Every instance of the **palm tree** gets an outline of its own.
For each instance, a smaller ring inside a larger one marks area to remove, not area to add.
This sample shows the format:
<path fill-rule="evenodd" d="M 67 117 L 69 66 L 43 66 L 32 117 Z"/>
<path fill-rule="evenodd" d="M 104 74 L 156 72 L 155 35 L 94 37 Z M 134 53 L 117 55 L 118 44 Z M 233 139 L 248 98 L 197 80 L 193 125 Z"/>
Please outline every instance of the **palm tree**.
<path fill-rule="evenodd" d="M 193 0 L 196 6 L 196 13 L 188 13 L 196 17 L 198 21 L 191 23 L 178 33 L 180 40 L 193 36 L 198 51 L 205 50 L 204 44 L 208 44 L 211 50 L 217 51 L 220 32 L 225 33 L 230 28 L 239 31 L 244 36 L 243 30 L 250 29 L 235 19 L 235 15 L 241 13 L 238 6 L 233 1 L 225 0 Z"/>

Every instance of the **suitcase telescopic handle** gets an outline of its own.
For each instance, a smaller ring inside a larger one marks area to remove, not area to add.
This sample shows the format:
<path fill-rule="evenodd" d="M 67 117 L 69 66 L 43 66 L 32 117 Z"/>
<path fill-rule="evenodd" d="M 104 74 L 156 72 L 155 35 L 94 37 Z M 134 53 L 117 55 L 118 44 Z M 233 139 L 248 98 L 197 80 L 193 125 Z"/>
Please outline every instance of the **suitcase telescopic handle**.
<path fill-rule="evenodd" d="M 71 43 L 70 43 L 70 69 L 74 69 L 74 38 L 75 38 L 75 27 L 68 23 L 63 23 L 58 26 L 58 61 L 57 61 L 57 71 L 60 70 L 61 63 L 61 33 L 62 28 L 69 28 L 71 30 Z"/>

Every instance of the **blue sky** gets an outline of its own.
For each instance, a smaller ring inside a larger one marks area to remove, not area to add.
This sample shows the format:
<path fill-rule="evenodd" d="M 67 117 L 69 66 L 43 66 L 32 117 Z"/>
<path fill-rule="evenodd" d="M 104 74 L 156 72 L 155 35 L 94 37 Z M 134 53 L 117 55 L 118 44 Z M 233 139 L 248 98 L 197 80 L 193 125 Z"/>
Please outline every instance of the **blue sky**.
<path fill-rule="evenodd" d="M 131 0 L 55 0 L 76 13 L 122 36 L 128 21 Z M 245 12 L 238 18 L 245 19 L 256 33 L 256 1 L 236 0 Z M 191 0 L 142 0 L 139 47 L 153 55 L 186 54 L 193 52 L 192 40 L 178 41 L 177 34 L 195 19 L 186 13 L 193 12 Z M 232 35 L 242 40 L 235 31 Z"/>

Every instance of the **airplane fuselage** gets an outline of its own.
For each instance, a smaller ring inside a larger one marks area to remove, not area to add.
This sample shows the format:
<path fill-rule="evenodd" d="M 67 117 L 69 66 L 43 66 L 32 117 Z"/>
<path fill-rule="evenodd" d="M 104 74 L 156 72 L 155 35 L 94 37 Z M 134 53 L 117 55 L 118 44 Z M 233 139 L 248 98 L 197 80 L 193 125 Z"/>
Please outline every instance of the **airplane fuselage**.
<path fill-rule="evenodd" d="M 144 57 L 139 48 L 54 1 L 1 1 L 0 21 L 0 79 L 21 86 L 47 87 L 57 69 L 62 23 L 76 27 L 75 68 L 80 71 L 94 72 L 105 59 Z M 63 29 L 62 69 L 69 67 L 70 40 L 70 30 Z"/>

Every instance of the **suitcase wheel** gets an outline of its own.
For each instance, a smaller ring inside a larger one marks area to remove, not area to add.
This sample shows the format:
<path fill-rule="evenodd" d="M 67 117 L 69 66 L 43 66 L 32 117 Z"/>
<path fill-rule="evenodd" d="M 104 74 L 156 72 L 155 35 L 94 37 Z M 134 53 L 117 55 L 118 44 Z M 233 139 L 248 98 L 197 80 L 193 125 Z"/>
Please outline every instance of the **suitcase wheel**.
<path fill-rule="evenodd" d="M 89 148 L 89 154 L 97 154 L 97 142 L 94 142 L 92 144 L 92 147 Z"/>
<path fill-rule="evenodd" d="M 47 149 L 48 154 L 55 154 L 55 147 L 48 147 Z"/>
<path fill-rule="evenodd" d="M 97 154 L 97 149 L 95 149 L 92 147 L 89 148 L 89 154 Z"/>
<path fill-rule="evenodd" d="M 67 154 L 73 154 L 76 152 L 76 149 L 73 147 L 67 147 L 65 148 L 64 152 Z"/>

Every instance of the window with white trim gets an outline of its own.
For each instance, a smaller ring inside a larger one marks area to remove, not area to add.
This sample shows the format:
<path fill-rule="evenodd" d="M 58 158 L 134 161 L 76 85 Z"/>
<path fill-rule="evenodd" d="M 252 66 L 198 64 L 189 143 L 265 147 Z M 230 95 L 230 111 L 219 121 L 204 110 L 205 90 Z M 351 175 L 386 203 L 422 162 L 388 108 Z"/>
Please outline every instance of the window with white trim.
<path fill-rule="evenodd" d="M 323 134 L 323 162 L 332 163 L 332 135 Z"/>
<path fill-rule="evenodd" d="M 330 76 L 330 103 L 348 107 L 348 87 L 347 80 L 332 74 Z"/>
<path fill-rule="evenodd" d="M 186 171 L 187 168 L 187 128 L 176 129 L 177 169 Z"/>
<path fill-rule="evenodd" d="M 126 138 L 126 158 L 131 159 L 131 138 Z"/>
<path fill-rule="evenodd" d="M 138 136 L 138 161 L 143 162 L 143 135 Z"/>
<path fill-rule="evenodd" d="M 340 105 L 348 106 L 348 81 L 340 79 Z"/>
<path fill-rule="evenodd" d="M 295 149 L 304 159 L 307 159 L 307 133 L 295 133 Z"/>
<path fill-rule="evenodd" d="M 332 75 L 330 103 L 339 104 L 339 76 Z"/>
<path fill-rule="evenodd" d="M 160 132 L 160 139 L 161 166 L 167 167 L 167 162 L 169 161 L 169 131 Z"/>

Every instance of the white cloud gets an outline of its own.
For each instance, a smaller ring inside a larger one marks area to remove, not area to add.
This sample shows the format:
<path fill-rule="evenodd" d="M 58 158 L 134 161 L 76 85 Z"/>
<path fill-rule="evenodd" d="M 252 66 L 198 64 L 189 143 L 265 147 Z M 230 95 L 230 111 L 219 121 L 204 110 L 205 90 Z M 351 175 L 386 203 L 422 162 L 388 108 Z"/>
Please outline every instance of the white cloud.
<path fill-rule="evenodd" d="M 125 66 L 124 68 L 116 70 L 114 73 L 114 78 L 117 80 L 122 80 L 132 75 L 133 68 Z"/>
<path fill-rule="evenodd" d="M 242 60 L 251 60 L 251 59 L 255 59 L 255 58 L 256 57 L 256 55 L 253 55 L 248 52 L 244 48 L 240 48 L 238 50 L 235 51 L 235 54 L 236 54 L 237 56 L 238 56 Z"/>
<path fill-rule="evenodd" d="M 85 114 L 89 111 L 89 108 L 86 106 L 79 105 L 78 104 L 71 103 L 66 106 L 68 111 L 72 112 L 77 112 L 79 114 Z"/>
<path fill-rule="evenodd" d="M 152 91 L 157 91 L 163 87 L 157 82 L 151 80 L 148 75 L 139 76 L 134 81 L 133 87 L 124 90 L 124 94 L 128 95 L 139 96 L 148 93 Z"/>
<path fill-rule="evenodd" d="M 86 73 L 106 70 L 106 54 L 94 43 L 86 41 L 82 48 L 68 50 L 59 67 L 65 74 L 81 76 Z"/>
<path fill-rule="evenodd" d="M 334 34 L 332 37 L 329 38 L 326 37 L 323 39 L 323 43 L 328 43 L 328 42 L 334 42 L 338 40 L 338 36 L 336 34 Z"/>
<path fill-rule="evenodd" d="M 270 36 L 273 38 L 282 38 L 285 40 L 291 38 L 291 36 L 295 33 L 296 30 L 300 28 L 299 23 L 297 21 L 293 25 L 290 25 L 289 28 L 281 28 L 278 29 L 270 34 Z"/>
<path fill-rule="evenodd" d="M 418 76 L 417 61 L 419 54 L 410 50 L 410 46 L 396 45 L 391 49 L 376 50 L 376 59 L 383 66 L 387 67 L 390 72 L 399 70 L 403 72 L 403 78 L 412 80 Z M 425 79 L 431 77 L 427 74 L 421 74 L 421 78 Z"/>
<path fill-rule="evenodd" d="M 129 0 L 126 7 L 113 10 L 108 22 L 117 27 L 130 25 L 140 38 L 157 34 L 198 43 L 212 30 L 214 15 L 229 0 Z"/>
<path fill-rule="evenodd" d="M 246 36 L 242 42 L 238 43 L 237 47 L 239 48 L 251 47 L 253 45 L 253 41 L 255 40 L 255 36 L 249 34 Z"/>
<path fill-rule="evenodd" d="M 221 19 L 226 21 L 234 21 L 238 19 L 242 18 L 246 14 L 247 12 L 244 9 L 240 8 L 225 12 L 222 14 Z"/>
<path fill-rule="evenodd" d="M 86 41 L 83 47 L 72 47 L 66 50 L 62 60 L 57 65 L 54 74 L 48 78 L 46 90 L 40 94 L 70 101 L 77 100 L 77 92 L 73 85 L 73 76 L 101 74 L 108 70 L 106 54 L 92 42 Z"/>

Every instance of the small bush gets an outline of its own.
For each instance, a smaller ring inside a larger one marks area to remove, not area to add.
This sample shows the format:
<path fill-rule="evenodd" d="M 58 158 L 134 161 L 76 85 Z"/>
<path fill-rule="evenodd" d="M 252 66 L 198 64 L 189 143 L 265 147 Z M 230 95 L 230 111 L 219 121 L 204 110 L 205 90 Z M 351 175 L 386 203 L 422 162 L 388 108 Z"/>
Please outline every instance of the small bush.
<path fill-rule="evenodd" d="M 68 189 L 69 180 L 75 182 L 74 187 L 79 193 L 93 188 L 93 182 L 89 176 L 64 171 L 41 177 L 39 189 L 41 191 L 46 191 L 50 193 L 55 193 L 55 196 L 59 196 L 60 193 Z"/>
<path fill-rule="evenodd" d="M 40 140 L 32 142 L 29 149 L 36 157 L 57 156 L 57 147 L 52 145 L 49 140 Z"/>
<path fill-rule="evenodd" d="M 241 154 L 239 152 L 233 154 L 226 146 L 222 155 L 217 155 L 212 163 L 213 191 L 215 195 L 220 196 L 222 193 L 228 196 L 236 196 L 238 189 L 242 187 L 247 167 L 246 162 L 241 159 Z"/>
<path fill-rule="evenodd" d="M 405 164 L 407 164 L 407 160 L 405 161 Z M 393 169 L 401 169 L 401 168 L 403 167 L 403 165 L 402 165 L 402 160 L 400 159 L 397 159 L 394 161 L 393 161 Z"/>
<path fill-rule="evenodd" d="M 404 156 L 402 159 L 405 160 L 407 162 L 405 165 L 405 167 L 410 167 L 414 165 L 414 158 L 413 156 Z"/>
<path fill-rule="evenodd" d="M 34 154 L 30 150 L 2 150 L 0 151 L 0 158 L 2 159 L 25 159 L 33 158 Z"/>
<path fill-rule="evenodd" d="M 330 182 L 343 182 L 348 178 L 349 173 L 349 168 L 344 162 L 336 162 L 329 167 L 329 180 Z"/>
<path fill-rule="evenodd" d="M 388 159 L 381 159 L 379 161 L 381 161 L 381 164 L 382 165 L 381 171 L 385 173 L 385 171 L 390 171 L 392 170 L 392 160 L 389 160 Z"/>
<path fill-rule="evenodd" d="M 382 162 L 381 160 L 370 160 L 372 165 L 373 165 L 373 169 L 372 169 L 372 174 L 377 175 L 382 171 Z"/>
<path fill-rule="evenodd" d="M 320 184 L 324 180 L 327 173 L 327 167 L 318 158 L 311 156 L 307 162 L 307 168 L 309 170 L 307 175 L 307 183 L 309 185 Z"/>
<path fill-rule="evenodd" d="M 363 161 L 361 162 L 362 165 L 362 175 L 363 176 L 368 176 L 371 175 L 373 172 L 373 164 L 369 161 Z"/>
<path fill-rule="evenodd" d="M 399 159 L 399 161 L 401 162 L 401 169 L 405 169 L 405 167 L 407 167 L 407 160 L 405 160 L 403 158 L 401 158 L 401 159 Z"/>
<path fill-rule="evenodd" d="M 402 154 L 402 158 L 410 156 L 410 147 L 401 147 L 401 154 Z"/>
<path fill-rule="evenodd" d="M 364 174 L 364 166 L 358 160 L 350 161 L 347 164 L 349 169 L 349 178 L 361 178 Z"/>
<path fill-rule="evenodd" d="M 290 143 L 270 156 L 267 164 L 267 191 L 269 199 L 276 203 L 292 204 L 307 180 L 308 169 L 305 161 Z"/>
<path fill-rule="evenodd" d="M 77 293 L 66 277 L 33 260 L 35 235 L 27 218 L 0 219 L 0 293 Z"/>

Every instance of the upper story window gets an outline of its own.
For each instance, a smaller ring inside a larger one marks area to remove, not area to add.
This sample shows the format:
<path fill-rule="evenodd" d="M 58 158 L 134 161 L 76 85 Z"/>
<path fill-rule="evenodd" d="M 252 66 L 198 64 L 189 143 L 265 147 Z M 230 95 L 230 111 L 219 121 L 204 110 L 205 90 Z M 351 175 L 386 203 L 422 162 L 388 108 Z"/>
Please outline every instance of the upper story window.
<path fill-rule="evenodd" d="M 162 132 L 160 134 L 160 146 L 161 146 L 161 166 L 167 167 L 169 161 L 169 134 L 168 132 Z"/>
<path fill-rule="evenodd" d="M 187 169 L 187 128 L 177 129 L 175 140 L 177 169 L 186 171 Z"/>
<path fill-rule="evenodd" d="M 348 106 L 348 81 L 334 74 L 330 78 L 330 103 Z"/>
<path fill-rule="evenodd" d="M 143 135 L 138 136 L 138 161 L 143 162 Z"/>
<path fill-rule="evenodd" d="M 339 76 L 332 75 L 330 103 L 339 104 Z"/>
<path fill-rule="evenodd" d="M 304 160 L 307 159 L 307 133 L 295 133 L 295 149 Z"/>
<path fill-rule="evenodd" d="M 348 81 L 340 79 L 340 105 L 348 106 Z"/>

^^^^^^^^^^^^^^^^

**Objective**
Give again only the lines of the material above that run from the one with "Every instance of the upper story window gets" through the end, both included, exactly as they appear.

**Response for this exercise**
Every instance of the upper story window gets an outline of its own.
For each instance, a smaller ring inside a larger one marks area to remove, not area to add.
This sample shows the format:
<path fill-rule="evenodd" d="M 58 158 L 134 161 L 76 85 Z"/>
<path fill-rule="evenodd" d="M 252 66 L 198 64 L 189 143 L 265 147 Z M 230 95 L 230 111 L 219 121 L 204 110 L 205 90 Z M 351 175 L 386 203 L 422 162 L 388 108 Z"/>
Please outline every instance of the upper story window.
<path fill-rule="evenodd" d="M 162 132 L 160 134 L 160 146 L 161 146 L 161 166 L 167 167 L 169 161 L 169 134 L 168 132 Z"/>
<path fill-rule="evenodd" d="M 187 169 L 187 128 L 177 129 L 175 140 L 177 169 L 186 171 Z"/>
<path fill-rule="evenodd" d="M 348 106 L 348 81 L 334 74 L 330 78 L 330 103 Z"/>
<path fill-rule="evenodd" d="M 143 135 L 138 136 L 138 161 L 143 162 Z"/>
<path fill-rule="evenodd" d="M 339 76 L 332 75 L 330 103 L 339 104 Z"/>
<path fill-rule="evenodd" d="M 304 160 L 307 159 L 307 133 L 295 133 L 295 149 Z"/>
<path fill-rule="evenodd" d="M 348 81 L 340 79 L 340 105 L 348 106 Z"/>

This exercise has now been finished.